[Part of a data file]
+ + +

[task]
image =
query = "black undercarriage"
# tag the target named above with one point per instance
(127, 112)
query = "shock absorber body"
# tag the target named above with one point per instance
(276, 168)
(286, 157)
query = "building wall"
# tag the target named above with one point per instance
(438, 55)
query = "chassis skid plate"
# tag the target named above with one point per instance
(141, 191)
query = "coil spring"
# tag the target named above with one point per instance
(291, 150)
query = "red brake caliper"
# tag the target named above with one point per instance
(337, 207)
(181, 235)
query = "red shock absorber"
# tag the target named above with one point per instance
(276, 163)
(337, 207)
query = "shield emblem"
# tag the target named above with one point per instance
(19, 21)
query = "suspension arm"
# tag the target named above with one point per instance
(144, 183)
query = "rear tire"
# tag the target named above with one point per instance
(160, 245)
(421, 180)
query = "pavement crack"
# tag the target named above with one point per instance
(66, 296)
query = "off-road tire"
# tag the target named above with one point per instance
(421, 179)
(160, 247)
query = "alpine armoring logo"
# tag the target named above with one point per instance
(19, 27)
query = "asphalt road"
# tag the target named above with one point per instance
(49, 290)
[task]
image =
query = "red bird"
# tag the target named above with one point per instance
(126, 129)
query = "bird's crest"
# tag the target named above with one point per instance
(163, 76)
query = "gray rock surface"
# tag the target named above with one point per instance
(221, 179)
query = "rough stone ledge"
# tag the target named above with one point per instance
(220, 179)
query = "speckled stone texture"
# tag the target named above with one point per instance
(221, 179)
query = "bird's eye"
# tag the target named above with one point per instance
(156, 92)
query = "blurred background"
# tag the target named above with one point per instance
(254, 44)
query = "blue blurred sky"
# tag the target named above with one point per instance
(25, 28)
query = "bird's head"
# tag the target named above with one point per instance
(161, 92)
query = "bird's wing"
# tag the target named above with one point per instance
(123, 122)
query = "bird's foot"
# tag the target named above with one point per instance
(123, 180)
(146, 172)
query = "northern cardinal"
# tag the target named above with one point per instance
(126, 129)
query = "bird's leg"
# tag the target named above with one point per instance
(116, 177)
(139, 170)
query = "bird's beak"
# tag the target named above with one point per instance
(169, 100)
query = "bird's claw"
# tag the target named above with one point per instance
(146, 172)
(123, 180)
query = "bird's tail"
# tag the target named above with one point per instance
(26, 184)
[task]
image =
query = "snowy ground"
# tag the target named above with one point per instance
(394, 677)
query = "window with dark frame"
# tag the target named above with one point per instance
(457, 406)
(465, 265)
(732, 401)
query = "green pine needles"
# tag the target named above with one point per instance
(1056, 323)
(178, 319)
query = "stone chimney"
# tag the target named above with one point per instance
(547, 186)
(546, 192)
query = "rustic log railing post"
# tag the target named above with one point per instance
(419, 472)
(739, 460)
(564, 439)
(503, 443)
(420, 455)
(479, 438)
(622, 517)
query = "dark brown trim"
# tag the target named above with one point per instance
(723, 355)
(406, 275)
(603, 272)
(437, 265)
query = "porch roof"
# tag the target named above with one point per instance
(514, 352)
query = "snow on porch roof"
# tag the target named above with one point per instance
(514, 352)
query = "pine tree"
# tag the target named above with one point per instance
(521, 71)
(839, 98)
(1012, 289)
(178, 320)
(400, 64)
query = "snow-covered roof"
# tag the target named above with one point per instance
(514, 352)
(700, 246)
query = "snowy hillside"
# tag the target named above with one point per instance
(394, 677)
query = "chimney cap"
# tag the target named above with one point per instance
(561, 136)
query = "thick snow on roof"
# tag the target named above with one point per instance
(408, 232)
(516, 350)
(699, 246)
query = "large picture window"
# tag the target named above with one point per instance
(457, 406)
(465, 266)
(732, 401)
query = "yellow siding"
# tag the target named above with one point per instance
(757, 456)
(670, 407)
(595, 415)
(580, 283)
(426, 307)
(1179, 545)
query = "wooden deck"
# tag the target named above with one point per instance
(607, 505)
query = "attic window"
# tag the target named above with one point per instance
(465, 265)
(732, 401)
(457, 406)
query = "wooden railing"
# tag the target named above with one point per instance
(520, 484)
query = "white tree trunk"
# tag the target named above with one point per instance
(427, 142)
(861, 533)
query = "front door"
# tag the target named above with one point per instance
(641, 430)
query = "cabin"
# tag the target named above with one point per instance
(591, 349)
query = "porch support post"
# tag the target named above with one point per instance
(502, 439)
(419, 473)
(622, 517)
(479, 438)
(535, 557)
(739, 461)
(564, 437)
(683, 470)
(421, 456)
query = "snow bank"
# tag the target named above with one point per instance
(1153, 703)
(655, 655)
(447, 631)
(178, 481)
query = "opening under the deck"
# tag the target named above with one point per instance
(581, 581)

+ + +

▶ **Task details**:
Repeat each record in full; every line must match exactly.

▶ **Full response**:
[task]
image =
query = "black undercarriage"
# tag the target named above with one point per instance
(127, 112)
query = "shock absorber body"
# tag the target named above with one point per instance
(276, 168)
(286, 157)
query = "building wall"
# tag the target named above with one point per instance
(438, 55)
query = "chassis skid plate"
# tag the target named above with one point per instance
(141, 191)
query = "coil spring"
# tag the target named above with one point per instance
(291, 150)
query = "red brake caliper"
# tag the target named above with one point per instance
(337, 207)
(181, 235)
query = "red shock absorber"
# tag the target named above with one point per instance
(276, 163)
(337, 207)
query = "shield emblem"
# tag the target named above with one point per instance
(19, 21)
query = "suspension arm"
# tag the target named above with one point per instance
(144, 183)
query = "rear tire"
# tag the target named above with one point per instance
(160, 245)
(421, 180)
query = "pavement crack"
# tag the target named above with one point per instance
(66, 296)
query = "off-road tire"
# tag the target named above with one point per instance
(421, 179)
(160, 247)
query = "alpine armoring logo"
# tag the target named above with one point per instance
(19, 27)
query = "asphalt road"
# tag the target named above with one point per instance
(49, 290)
[task]
image =
query = "red bird"
# tag the target named above with one point per instance
(126, 129)
query = "bird's crest"
# tag the target named above with one point per instance
(163, 76)
query = "gray rock surface"
# tag the target named above with one point per instance
(221, 179)
query = "rough stone ledge"
# tag the target named above with one point per instance
(220, 179)
query = "speckled stone texture"
# tag the target named above with one point per instance
(221, 179)
query = "bird's eye"
# tag the target named above with one point per instance
(156, 92)
query = "blurred background"
# tag the target named above with one point per instance
(254, 44)
query = "blue blurred sky"
# tag the target named above with one point per instance
(25, 28)
query = "bird's head"
# tag the target named above with one point per instance
(161, 92)
query = "bird's wing"
# tag the target named above with one point per instance
(123, 122)
query = "bird's foot"
# tag the target named above with one point per instance
(123, 180)
(146, 172)
query = "northern cardinal"
# tag the target named above with one point per instance
(126, 129)
query = "bird's leg"
# tag the target named above with one point per instance
(116, 177)
(139, 170)
query = "bird's beak"
# tag the target named above with one point per instance
(169, 100)
query = "bird's claw"
# tag the target named above with one point per instance
(146, 172)
(123, 180)
query = "bird's tail"
# tag the target named above with one point per instance
(26, 184)
[task]
image =
query = "snowy ground"
# tag the target named above with one point per instance
(394, 677)
query = "window with dark frame"
# tag the target named above with one point per instance
(457, 406)
(465, 265)
(732, 401)
query = "green pine needles"
# tag the target named above with one point per instance
(1056, 323)
(178, 319)
query = "stone chimney"
# tag the target named above with one point per instance
(547, 186)
(546, 192)
query = "rustic log railing post"
# tag the target named above with one point per instance
(419, 472)
(739, 460)
(564, 439)
(503, 443)
(420, 455)
(479, 438)
(622, 517)
query = "dark brown trim"
# tag the target named above with one point per instance
(723, 355)
(406, 275)
(603, 272)
(437, 265)
query = "porch roof"
# tag the target named above with one point per instance
(514, 352)
query = "snow on porch roof"
# tag the target named above with one point per instance
(514, 352)
query = "pine tree"
# tag the target named above with one point per instance
(521, 71)
(839, 98)
(1012, 289)
(178, 320)
(400, 64)
query = "snow-covered roof"
# tag the target named above with one point per instance
(514, 352)
(700, 246)
query = "snowy hillside"
# tag the target named above with one point per instance
(394, 677)
query = "chimney cap"
# tag the target named above with one point per instance
(561, 136)
query = "thick snow on roof"
# tag the target named above with one point per instance
(408, 232)
(516, 350)
(699, 246)
query = "large picture window"
# tag the target named above with one point per instance
(457, 406)
(465, 266)
(732, 401)
query = "yellow siding"
# tag the target named above with one point per instance
(757, 456)
(670, 407)
(595, 415)
(580, 283)
(426, 307)
(1179, 545)
query = "wooden deck"
# tag the target named above with one point per instance
(607, 505)
query = "attic window"
# tag the target named above with one point per instance
(465, 265)
(732, 401)
(457, 406)
query = "wooden railing"
# tag the target named above with one point per instance
(520, 484)
query = "white tree trunk"
# tag the target named above with one point per instance
(427, 142)
(861, 533)
query = "front door"
# tag the target named above with one point per instance
(641, 430)
query = "cabin"
# tag the target named above with one point per instance
(591, 349)
query = "porch support post"
# tag the target named above with one point per instance
(502, 439)
(419, 473)
(622, 517)
(479, 438)
(535, 557)
(739, 461)
(564, 437)
(683, 470)
(421, 456)
query = "snow bank"
# tag the target named above with one point per instance
(1153, 703)
(655, 655)
(447, 631)
(178, 481)
query = "opening under the deck"
# tag the target named above with one point per instance
(581, 581)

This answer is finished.